Document passage:
......
The inspiration behind many of Monet’s paintings, the gardens at his home in Giverny France are still well cared for and on display.

A Change of Scenery

Part rest, part fun, and part adventure.  I count myself thankful for each and every trip away.  This last few days I’ve spent in a little town called Walla Walla, deep in the heart of Washington wine country and deep in a land of friendly happy people.  The trip celebrated a big birthday for my husband, and provided an opportunity to hear the stories behind how many of those we met ended up in a small dry desert town of 30,000.  Taking in a part of the country I’ve never seen solidifies observations that the country is made up of unique people and our diverse climates and landscapes mean we never get bored in our explorations.

Becca LaBarre

Above is a picture of the scene on all sides of Walla Walla.  These are the Blue Mountains and fields of the “Amber Waves of Grain” already harvested for the season.  The Mizzoula floods left this land rocky, dry and diverse.  Many trees that have a hard time with Chicagoland soils and temperature swings such as Sweet Gum were beautiful street trees along main street.

Becca LaBarre

This is one of the street trees along the main drag in Walla Walla. The locals couldn’t ID it for me.  Turns out it is a type of ash called a Raywood Ash.  The leaves are more delicate and narrow than the typical Green or White Ash found in the Midwest.  Pretty cool overall texture.

Becca LaBarre

The boulder wall above is made of dark, angular stone very different from the granite boulders found in the midwest.  The suppliers typically find their boulders from Wisconsin quarries and are light shades of pink, buff, and gray with few angles.  I am sure they blend into the landscape to the Walla Walla natives, but to a visitor, they are a beautiful change of scenery.

Becca LaBarre

Check out this rustic pergola against the Saviah Cellars tasting room.  The large-scale of the tree logs works in scale with the larger building.  Another winery landscape essential was lavender.  Even without the blooms the air was scented.  The lavender was planted not only for aesthetics, but also to increase the crop species on winery property and deter deer, but we all know how well that usually works!

Becca LaBarre

In contrast to the beautiful fall color display above, most of the planters still had their summer annuals.  The temperatures in Walla Walla are relatively stable and there has not yet been a hard frost in the area.  The fall colors were about three weeks behind too.
......
Data listing:
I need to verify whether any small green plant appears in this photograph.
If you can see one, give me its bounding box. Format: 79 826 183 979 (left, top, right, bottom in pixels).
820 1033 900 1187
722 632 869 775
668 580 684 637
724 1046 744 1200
......
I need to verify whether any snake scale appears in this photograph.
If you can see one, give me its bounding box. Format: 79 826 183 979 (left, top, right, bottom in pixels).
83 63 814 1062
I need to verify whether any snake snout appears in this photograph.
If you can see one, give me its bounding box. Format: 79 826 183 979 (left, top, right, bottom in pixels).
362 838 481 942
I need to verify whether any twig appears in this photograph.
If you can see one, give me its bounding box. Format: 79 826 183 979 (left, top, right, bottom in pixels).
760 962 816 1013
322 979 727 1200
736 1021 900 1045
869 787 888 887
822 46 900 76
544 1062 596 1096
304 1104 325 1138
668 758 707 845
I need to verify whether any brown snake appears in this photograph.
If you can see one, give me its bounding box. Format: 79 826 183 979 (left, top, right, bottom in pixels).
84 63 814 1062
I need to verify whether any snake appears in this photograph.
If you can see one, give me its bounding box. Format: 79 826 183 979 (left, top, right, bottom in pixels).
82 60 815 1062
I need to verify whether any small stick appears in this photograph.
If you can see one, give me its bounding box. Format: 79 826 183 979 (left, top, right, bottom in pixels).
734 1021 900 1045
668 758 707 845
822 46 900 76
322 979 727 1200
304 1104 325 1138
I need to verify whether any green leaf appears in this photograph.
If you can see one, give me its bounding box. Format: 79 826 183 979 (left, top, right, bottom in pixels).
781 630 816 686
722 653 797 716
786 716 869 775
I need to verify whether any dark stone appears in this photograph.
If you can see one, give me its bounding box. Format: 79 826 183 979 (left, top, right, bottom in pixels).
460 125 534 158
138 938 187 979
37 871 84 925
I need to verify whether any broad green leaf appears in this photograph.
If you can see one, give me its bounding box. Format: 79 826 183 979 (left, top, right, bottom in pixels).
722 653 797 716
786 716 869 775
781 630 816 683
......
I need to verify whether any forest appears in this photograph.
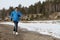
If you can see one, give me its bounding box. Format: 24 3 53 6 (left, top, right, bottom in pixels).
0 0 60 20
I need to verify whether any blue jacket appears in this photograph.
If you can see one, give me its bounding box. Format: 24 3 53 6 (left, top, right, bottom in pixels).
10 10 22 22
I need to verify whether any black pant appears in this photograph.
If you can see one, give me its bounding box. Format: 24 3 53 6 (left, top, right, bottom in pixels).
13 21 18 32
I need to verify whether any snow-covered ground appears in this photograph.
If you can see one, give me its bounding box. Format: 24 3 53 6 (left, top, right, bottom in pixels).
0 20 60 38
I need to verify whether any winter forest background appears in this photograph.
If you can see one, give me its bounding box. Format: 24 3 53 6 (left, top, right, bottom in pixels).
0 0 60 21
......
Brief:
Does each statement below agree with the Walla Walla travel post? Answer yes or no for each, quoting the words from the post that decide it.
(a) The street tree the locals couldn't identify turned out to be a Raywood Ash.
(b) The boulder wall in Walla Walla is built from light pink, buff, and gray stone.
(c) Walla Walla had already had a hard frost that season.
The listing has nothing to do with the Walla Walla travel post.

Output of the task:
(a) Yes: "Turns out it is a type of ash called a Raywood Ash."
(b) No: "The boulder wall above is made of dark, angular stone very different from the granite boulders found in the midwest."
(c) No: "there has not yet been a hard frost in the area."